++++ SUPPLIED RECORDS
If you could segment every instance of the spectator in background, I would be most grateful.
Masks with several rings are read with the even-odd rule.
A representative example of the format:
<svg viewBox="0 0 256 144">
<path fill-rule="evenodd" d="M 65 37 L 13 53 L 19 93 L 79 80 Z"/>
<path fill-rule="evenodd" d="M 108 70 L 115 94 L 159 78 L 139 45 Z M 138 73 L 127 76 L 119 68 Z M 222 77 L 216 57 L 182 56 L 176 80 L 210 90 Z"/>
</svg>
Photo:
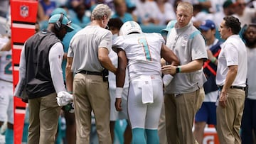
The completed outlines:
<svg viewBox="0 0 256 144">
<path fill-rule="evenodd" d="M 133 21 L 131 13 L 127 13 L 125 0 L 114 0 L 114 13 L 112 18 L 119 18 L 123 23 Z"/>
<path fill-rule="evenodd" d="M 85 15 L 85 5 L 80 4 L 77 6 L 75 7 L 74 11 L 75 16 L 70 18 L 72 23 L 75 23 L 80 28 L 85 28 L 90 22 L 90 18 Z"/>
<path fill-rule="evenodd" d="M 168 143 L 196 143 L 192 126 L 204 98 L 206 78 L 202 66 L 208 56 L 204 38 L 191 21 L 193 9 L 188 2 L 178 3 L 177 21 L 167 35 L 166 46 L 181 65 L 162 67 L 164 74 L 174 75 L 164 92 Z"/>
<path fill-rule="evenodd" d="M 105 29 L 111 12 L 107 5 L 97 5 L 92 11 L 90 24 L 74 35 L 69 46 L 66 84 L 67 89 L 73 91 L 74 95 L 77 144 L 90 143 L 92 111 L 99 143 L 112 143 L 110 98 L 105 77 L 107 70 L 116 73 L 116 68 L 108 57 L 112 34 Z"/>
<path fill-rule="evenodd" d="M 195 116 L 195 138 L 199 144 L 203 144 L 204 128 L 206 124 L 216 126 L 216 106 L 218 96 L 218 87 L 215 76 L 218 64 L 218 56 L 220 51 L 220 42 L 215 37 L 216 33 L 215 25 L 211 20 L 203 21 L 199 26 L 206 40 L 206 48 L 208 60 L 203 64 L 203 72 L 207 82 L 203 84 L 205 99 L 201 107 Z"/>
<path fill-rule="evenodd" d="M 156 1 L 147 0 L 137 0 L 135 2 L 136 9 L 133 14 L 136 16 L 136 21 L 142 25 L 159 25 L 159 19 L 157 18 L 159 8 Z"/>
<path fill-rule="evenodd" d="M 234 16 L 223 18 L 219 32 L 225 41 L 217 67 L 217 133 L 220 144 L 241 143 L 240 130 L 245 99 L 247 60 L 245 43 L 238 33 L 241 23 Z"/>
<path fill-rule="evenodd" d="M 245 0 L 236 1 L 234 12 L 233 16 L 238 18 L 242 27 L 252 23 L 252 19 L 256 18 L 256 9 L 247 7 Z"/>
<path fill-rule="evenodd" d="M 11 45 L 9 36 L 0 35 L 0 129 L 7 121 L 6 143 L 14 143 L 14 96 Z M 1 135 L 2 133 L 0 133 Z"/>
<path fill-rule="evenodd" d="M 226 0 L 223 5 L 223 10 L 214 13 L 213 21 L 217 26 L 220 26 L 225 16 L 231 16 L 234 13 L 234 5 L 232 0 Z"/>
<path fill-rule="evenodd" d="M 64 53 L 61 40 L 73 30 L 70 23 L 63 14 L 53 15 L 48 29 L 30 37 L 22 48 L 14 96 L 21 96 L 25 91 L 28 97 L 28 144 L 55 143 L 60 112 L 56 96 L 66 91 L 61 70 Z"/>
<path fill-rule="evenodd" d="M 9 3 L 9 0 L 1 0 L 0 1 L 0 17 L 6 18 Z"/>
<path fill-rule="evenodd" d="M 245 99 L 245 109 L 242 118 L 242 143 L 255 143 L 256 138 L 256 23 L 246 26 L 242 34 L 247 52 L 247 84 L 248 95 Z"/>
<path fill-rule="evenodd" d="M 117 38 L 119 35 L 119 32 L 120 30 L 121 26 L 122 26 L 123 22 L 119 18 L 110 18 L 108 26 L 110 27 L 110 31 L 113 34 L 113 40 Z M 110 57 L 111 61 L 112 62 L 113 65 L 115 67 L 117 67 L 117 55 L 115 52 L 112 50 L 110 50 L 109 57 Z M 127 114 L 127 96 L 128 96 L 128 87 L 129 87 L 129 82 L 128 82 L 128 72 L 126 72 L 126 77 L 124 90 L 122 94 L 122 107 L 123 108 L 122 111 L 117 111 L 114 107 L 114 102 L 115 102 L 115 95 L 116 95 L 116 76 L 115 74 L 112 72 L 109 72 L 109 89 L 110 89 L 110 133 L 111 133 L 111 138 L 112 139 L 112 142 L 114 143 L 114 126 L 115 122 L 117 120 L 119 119 L 125 119 L 127 122 L 127 126 L 125 128 L 124 133 L 124 144 L 129 144 L 132 142 L 132 129 L 131 126 L 128 121 L 128 114 Z M 117 133 L 120 134 L 120 133 Z M 116 135 L 117 136 L 117 135 Z"/>
<path fill-rule="evenodd" d="M 154 0 L 158 7 L 157 17 L 159 19 L 159 25 L 165 26 L 171 20 L 176 19 L 174 7 L 167 0 Z"/>
<path fill-rule="evenodd" d="M 213 14 L 209 13 L 206 11 L 203 11 L 203 6 L 201 4 L 194 4 L 193 5 L 193 16 L 192 18 L 192 21 L 196 28 L 198 28 L 203 21 L 207 19 L 213 19 Z"/>
</svg>

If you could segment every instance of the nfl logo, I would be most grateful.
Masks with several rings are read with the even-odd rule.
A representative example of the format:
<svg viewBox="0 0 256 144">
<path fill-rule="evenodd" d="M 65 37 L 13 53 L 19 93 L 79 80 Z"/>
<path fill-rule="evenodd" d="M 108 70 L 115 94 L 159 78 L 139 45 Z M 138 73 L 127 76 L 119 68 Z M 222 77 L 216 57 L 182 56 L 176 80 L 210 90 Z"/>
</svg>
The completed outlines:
++++++++
#### TO DO:
Rewrite all of the records above with "grateful" swapped for "thankful" and everything else unchanged. Leave the pictures out.

#### TASK RESULT:
If you could segment every instance of the spectator in background, I would be most thankful.
Masks with several rings are read with the even-odd rule.
A representative example of the format:
<svg viewBox="0 0 256 144">
<path fill-rule="evenodd" d="M 65 37 L 13 53 L 19 93 L 79 80 Z"/>
<path fill-rule="evenodd" d="M 108 70 L 115 94 L 159 78 L 139 45 Z M 138 73 L 127 76 L 119 68 Z M 222 77 L 216 57 L 182 56 L 176 80 L 210 90 Z"/>
</svg>
Photo:
The completed outlines:
<svg viewBox="0 0 256 144">
<path fill-rule="evenodd" d="M 133 21 L 131 13 L 127 13 L 125 0 L 114 0 L 114 13 L 112 18 L 119 18 L 123 23 Z"/>
<path fill-rule="evenodd" d="M 85 15 L 85 5 L 80 4 L 77 6 L 75 7 L 74 11 L 75 16 L 70 18 L 72 23 L 75 23 L 80 28 L 85 28 L 90 22 L 90 18 Z"/>
<path fill-rule="evenodd" d="M 168 143 L 196 143 L 192 126 L 204 98 L 206 78 L 202 66 L 208 56 L 204 38 L 191 21 L 193 9 L 188 2 L 178 3 L 177 21 L 167 35 L 166 46 L 181 65 L 162 67 L 164 74 L 174 75 L 164 92 Z"/>
<path fill-rule="evenodd" d="M 105 29 L 111 12 L 107 5 L 97 5 L 92 11 L 90 24 L 74 35 L 69 46 L 66 84 L 67 89 L 73 91 L 74 95 L 77 144 L 90 143 L 92 111 L 99 143 L 112 143 L 110 98 L 105 77 L 107 70 L 116 73 L 116 68 L 108 57 L 112 34 Z"/>
<path fill-rule="evenodd" d="M 195 116 L 195 138 L 199 144 L 203 144 L 204 128 L 206 124 L 216 126 L 216 106 L 218 96 L 218 87 L 215 76 L 218 64 L 218 56 L 220 51 L 220 42 L 215 37 L 216 33 L 215 25 L 211 20 L 203 21 L 199 26 L 206 40 L 206 48 L 208 60 L 203 64 L 203 72 L 207 82 L 203 84 L 205 99 L 201 107 Z"/>
<path fill-rule="evenodd" d="M 156 1 L 147 0 L 137 0 L 135 2 L 136 9 L 133 14 L 136 16 L 136 21 L 142 25 L 159 25 L 159 19 L 157 18 L 159 8 Z"/>
<path fill-rule="evenodd" d="M 234 16 L 223 18 L 219 32 L 225 41 L 217 67 L 217 133 L 220 144 L 241 143 L 240 130 L 245 99 L 247 60 L 245 43 L 238 33 L 241 23 Z"/>
<path fill-rule="evenodd" d="M 245 0 L 236 1 L 234 12 L 233 16 L 238 18 L 242 27 L 252 23 L 252 19 L 256 18 L 256 9 L 247 7 Z"/>
<path fill-rule="evenodd" d="M 11 45 L 9 36 L 0 35 L 0 129 L 7 121 L 6 143 L 14 143 L 14 96 Z M 1 135 L 2 133 L 0 133 Z"/>
<path fill-rule="evenodd" d="M 226 0 L 223 5 L 223 10 L 214 13 L 213 21 L 217 26 L 220 26 L 225 16 L 231 16 L 234 13 L 234 5 L 232 0 Z"/>
<path fill-rule="evenodd" d="M 64 53 L 61 40 L 73 30 L 70 23 L 63 14 L 53 15 L 48 29 L 30 37 L 22 48 L 14 96 L 21 96 L 25 91 L 28 97 L 28 144 L 55 143 L 60 112 L 56 96 L 66 91 L 61 70 Z"/>
<path fill-rule="evenodd" d="M 9 3 L 9 0 L 1 0 L 0 1 L 0 17 L 6 18 Z"/>
<path fill-rule="evenodd" d="M 245 99 L 245 109 L 242 118 L 242 143 L 255 143 L 256 138 L 256 23 L 246 26 L 242 34 L 247 52 L 247 84 L 248 95 Z"/>
<path fill-rule="evenodd" d="M 117 38 L 119 35 L 119 32 L 120 30 L 121 26 L 122 26 L 123 22 L 119 18 L 110 18 L 108 26 L 110 27 L 110 31 L 113 34 L 113 40 Z M 110 57 L 111 61 L 112 62 L 113 65 L 115 67 L 117 67 L 117 55 L 115 52 L 112 50 L 110 50 L 109 57 Z M 127 114 L 127 96 L 128 96 L 128 87 L 129 87 L 129 82 L 128 82 L 128 72 L 126 72 L 126 77 L 124 90 L 122 94 L 122 107 L 123 108 L 122 111 L 117 111 L 114 107 L 114 102 L 115 102 L 115 95 L 116 95 L 116 76 L 115 74 L 112 72 L 109 72 L 109 89 L 110 89 L 110 133 L 111 133 L 111 138 L 112 139 L 112 142 L 114 143 L 114 126 L 115 122 L 117 120 L 119 119 L 125 119 L 127 122 L 127 126 L 125 128 L 124 133 L 124 144 L 129 144 L 132 142 L 132 129 L 131 126 L 128 121 L 128 114 Z M 117 133 L 120 134 L 120 133 Z M 116 135 L 117 136 L 117 135 Z"/>
<path fill-rule="evenodd" d="M 154 0 L 158 7 L 157 17 L 159 19 L 159 25 L 165 26 L 171 20 L 176 19 L 174 7 L 167 0 Z"/>
<path fill-rule="evenodd" d="M 213 14 L 209 13 L 206 11 L 203 11 L 203 6 L 201 4 L 194 4 L 193 5 L 193 16 L 192 18 L 192 21 L 196 28 L 198 28 L 203 21 L 207 19 L 213 19 Z"/>
</svg>

If you could segment every instance of the nfl logo, I would be most thankful.
Masks with several rings are read with the even-odd rule.
A representative example of the format:
<svg viewBox="0 0 256 144">
<path fill-rule="evenodd" d="M 65 37 L 13 53 L 19 93 L 79 80 Z"/>
<path fill-rule="evenodd" d="M 108 70 L 115 94 L 159 78 L 139 45 Z M 138 73 L 127 76 L 119 68 Z M 222 77 L 216 57 L 182 56 L 176 80 L 210 90 Z"/>
</svg>
The completed outlines:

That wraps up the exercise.